## RECORDS SHOWN
-- begin --

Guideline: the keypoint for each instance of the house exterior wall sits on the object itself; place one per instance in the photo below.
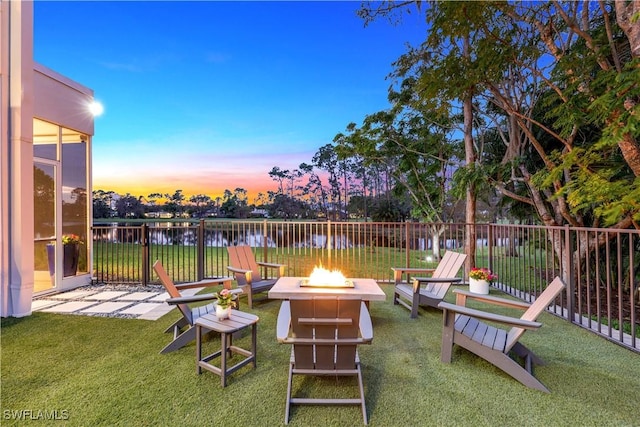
(27, 90)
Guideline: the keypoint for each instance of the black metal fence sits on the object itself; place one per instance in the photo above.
(601, 267)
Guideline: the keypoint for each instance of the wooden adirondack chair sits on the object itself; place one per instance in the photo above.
(183, 329)
(411, 293)
(463, 326)
(325, 332)
(247, 271)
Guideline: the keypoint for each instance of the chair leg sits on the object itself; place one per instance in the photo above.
(415, 304)
(362, 401)
(288, 405)
(250, 298)
(448, 321)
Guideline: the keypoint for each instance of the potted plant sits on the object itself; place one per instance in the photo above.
(225, 302)
(70, 255)
(479, 279)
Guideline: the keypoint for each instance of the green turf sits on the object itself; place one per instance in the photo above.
(106, 371)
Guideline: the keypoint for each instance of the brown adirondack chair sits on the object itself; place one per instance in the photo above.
(246, 270)
(325, 332)
(412, 292)
(463, 326)
(183, 329)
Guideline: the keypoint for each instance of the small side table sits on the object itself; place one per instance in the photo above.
(226, 327)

-- end --

Could you rewrite all the records above, replacing every "keypoint" with "key point" and keeping everything else unchanged? Leave the pictures out of your answer.

Guideline: the key point for each instance of the house exterior wall sits on the object itself; place one per instance in the photo below.
(27, 90)
Guideline: the key point for each instance of the black metal fence sits on the object itself; place one per instance in the photo above.
(601, 267)
Guideline: the key point for each instance of the wooden adirondack chair sits on the object itself; place one per instance in the photo above.
(183, 329)
(411, 293)
(463, 326)
(325, 332)
(247, 271)
Guideline: the key point for each instance of the chair leg sits on the object itself; place one per instance in the photo above.
(415, 304)
(362, 401)
(288, 405)
(250, 298)
(448, 321)
Guideline: the key point for each instance of the potted plant sits on the object itself; place one per instance in the photo above.
(225, 302)
(70, 255)
(479, 279)
Guideline: the key point for each instance of the green turf sits on the object itself; place one per instance in the photo above.
(106, 371)
Guideline: the key point for each instance of the brown adirondack chair sits on the object itself; place one per instance in the photo above.
(246, 270)
(325, 332)
(412, 292)
(463, 326)
(183, 329)
Guideline: the key point for each instance of the small side table sits on the object itself; place one per instance in the photo above.
(226, 327)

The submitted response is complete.